━━━━━ DATASET
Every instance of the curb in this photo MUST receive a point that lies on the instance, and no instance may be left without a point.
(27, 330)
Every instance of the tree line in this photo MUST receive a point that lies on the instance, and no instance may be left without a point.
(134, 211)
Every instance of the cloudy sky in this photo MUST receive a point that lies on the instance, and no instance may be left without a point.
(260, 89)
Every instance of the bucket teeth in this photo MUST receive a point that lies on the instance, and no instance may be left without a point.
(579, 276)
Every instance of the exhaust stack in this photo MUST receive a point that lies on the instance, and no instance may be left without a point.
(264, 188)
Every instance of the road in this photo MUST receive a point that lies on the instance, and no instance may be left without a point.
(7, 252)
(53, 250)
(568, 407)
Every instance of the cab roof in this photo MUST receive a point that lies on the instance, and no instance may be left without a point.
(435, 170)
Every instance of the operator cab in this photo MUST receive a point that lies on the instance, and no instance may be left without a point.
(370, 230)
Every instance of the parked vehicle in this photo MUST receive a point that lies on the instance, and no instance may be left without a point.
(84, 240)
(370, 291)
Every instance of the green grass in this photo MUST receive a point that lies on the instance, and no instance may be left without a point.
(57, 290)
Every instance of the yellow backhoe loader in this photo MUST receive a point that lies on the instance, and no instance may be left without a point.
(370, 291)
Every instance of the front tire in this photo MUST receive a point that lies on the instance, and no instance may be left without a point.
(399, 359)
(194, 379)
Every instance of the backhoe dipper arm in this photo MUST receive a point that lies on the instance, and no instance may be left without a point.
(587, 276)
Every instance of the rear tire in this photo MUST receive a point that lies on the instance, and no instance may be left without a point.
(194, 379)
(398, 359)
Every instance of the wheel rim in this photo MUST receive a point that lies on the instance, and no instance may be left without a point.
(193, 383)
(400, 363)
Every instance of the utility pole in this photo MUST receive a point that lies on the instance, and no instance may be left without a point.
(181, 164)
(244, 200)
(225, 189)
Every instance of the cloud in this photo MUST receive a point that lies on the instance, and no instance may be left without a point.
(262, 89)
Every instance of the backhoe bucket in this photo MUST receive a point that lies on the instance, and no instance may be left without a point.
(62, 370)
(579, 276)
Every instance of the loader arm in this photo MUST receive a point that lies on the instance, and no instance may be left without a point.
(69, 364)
━━━━━━━━━━
━━━━━ DATASET
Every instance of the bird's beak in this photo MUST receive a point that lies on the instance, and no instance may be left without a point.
━━━━━━━━━━
━━━━━ DATASET
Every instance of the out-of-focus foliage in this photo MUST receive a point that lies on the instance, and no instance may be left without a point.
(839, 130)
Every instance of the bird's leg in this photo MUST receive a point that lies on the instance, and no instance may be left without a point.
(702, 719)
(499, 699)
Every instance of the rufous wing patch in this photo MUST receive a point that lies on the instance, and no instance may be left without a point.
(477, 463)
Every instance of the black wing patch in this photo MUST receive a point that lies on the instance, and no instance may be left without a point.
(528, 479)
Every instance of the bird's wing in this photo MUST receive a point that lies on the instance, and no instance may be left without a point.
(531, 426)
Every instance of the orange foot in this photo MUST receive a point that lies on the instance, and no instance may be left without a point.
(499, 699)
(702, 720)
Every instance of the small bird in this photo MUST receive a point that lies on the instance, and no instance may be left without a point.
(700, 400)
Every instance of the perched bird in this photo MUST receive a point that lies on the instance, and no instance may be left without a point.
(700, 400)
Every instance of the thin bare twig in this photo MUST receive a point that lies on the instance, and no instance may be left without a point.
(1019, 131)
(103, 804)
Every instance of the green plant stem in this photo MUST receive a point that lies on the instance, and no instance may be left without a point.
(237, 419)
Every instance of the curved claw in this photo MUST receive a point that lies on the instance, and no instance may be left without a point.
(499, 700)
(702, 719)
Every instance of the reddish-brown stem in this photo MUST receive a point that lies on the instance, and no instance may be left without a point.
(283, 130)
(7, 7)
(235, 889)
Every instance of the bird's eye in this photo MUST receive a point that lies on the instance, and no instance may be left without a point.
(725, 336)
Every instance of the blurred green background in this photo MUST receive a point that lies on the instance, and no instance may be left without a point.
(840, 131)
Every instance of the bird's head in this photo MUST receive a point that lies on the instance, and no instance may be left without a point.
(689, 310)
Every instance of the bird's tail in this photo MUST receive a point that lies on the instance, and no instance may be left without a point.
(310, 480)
━━━━━━━━━━
§ WHAT YOU HAVE TO DO
Count the rows above that contain the string "bucket", treating uppercase and lowercase as different. Reply with the number only.

§ WRITTEN SOLUTION
2